Task details: Pull out each line in the items below that contains the word "dark", and copy those lines in full.

Excerpts of location labeling data
= = = = = = =
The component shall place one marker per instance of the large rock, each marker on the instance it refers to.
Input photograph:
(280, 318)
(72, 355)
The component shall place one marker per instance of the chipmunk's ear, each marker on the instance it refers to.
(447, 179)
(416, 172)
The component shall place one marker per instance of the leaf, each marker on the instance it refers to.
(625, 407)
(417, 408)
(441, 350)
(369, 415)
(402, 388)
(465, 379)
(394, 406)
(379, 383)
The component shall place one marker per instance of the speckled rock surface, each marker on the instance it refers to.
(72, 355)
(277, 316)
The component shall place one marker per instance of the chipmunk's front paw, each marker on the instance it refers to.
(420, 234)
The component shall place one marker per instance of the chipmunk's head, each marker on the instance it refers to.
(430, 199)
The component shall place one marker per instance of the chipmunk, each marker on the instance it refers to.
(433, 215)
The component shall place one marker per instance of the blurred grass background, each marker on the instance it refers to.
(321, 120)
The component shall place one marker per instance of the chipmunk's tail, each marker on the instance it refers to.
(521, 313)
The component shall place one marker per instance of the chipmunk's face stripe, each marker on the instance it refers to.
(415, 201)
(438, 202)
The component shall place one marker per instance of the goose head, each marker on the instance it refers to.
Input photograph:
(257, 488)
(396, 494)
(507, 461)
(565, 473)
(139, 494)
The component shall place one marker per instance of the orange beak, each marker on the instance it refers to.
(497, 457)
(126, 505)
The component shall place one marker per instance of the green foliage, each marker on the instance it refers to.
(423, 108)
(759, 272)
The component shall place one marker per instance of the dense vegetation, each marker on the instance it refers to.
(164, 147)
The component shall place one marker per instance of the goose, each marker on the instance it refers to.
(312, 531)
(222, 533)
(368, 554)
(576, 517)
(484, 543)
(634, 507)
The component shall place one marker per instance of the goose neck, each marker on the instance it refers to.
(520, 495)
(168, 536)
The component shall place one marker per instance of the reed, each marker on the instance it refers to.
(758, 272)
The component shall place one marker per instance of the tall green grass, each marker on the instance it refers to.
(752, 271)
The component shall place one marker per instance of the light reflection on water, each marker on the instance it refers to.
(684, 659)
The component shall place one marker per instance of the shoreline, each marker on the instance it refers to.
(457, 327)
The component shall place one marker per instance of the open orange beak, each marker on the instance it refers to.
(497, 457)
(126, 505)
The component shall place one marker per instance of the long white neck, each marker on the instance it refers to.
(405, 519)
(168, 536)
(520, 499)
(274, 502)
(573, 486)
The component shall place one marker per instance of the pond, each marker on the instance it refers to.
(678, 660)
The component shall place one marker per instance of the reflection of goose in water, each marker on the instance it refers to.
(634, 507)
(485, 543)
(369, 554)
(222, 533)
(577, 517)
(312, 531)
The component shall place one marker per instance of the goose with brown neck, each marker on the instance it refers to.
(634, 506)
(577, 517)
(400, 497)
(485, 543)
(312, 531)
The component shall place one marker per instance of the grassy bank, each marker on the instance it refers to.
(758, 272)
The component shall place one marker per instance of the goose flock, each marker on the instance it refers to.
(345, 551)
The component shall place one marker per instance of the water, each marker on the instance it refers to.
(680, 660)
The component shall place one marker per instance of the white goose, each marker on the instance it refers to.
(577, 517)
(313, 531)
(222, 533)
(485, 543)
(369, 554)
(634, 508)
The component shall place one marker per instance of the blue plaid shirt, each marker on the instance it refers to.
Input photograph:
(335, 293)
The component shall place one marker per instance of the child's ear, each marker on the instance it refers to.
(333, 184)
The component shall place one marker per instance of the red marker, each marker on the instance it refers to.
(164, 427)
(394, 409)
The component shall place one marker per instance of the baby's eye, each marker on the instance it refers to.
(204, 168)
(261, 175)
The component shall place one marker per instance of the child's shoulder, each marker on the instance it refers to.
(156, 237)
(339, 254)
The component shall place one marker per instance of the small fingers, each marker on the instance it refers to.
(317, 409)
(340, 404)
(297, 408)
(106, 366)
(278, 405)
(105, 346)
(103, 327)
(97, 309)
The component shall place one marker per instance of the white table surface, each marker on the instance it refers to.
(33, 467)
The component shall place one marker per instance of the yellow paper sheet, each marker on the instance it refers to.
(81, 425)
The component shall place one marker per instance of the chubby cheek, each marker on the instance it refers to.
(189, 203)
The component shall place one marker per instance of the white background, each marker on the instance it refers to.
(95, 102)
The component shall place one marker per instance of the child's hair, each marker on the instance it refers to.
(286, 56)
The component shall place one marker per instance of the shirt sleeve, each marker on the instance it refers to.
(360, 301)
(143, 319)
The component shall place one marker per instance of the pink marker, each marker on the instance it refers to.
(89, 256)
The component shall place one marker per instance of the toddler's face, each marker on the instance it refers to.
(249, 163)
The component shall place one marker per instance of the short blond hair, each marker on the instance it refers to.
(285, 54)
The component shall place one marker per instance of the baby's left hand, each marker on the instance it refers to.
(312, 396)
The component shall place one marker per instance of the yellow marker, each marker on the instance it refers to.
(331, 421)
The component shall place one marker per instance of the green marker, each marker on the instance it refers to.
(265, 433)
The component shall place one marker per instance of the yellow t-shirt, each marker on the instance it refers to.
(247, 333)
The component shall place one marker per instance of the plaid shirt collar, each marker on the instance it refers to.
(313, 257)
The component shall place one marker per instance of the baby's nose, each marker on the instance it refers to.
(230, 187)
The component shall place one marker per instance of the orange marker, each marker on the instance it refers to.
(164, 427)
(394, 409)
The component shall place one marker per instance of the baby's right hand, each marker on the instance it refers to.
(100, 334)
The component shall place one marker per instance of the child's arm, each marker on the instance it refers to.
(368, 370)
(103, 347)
= = = = = = =
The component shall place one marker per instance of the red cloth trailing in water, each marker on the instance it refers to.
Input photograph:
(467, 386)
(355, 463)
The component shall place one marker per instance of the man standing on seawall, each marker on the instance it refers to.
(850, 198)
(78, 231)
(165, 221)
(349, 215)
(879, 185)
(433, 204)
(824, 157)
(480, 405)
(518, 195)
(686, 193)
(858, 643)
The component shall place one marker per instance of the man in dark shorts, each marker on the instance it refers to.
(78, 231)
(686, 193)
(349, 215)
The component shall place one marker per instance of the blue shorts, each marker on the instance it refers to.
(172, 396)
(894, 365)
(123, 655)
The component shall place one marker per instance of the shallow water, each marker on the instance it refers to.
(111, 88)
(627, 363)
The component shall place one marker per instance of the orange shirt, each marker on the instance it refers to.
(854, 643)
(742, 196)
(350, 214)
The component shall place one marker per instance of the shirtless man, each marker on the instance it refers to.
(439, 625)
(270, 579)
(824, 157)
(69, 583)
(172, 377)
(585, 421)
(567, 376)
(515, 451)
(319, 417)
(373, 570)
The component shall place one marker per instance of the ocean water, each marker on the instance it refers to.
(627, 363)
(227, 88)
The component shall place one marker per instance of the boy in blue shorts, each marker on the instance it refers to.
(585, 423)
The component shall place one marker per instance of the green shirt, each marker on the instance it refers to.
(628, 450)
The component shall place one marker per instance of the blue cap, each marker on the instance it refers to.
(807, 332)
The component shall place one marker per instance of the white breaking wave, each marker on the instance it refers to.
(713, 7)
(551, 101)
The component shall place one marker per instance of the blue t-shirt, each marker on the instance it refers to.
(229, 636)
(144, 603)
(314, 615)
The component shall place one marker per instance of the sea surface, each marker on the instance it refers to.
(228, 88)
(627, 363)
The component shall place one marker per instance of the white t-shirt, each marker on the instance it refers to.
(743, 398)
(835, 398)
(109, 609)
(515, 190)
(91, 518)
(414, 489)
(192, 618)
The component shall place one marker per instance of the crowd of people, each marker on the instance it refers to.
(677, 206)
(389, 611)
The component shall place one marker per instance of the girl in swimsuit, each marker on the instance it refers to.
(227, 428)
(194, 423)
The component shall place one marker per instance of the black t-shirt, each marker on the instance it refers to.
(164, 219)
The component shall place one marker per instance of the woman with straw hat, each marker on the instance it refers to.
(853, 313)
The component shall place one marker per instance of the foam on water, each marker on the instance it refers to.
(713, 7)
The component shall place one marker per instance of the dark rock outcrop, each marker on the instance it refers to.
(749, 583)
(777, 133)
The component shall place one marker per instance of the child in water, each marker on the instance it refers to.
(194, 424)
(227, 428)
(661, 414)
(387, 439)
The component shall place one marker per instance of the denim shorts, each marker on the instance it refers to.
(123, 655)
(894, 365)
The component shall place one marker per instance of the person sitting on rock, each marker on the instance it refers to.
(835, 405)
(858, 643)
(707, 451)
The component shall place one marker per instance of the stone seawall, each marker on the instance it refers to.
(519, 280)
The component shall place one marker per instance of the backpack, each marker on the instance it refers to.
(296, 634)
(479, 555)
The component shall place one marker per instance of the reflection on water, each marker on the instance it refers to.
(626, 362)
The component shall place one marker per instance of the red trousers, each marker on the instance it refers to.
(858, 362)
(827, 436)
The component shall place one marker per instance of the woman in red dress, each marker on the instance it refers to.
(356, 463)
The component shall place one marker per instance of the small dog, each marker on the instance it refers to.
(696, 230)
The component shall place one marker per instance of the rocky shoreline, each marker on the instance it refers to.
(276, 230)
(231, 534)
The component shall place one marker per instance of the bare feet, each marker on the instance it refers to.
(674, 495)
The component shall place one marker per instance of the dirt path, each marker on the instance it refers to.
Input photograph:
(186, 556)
= = = = = = =
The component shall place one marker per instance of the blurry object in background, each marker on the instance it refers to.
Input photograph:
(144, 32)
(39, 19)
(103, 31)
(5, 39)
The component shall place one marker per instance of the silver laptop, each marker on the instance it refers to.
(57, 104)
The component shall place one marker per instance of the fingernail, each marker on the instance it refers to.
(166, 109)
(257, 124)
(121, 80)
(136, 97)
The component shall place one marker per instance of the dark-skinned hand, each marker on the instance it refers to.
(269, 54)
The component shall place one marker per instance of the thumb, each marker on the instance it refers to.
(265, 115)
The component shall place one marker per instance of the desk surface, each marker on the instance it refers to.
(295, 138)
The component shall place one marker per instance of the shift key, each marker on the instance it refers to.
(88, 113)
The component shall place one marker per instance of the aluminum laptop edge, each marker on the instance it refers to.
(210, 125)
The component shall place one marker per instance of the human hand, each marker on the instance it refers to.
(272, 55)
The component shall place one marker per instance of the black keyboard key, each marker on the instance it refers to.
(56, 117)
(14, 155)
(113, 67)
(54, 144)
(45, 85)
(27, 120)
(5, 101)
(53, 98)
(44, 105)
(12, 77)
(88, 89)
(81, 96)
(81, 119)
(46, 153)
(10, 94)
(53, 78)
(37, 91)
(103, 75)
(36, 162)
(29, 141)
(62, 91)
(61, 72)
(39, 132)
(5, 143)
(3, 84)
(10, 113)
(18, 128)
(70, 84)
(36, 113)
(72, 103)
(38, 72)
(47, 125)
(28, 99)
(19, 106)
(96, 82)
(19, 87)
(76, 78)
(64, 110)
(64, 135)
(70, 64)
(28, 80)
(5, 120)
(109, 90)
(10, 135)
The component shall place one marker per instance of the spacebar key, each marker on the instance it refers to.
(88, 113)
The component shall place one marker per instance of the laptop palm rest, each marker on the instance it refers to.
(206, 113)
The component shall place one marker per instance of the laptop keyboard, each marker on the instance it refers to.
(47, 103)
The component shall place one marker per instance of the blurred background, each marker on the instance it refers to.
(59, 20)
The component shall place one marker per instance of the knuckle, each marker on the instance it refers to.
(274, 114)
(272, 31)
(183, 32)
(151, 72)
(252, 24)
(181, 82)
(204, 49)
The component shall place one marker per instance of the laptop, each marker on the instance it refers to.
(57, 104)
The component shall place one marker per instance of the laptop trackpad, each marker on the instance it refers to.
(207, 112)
= = = = = = =
Exercise answer:
The component shall place one marker per instance of the man in dark shorts, each marker on the instance it refers to.
The component shall place one marker per instance of the dark rock outcrop, each marker on the instance it refers to.
The component shall place one marker per instance of the dark-skinned hand, each marker on the instance it refers to.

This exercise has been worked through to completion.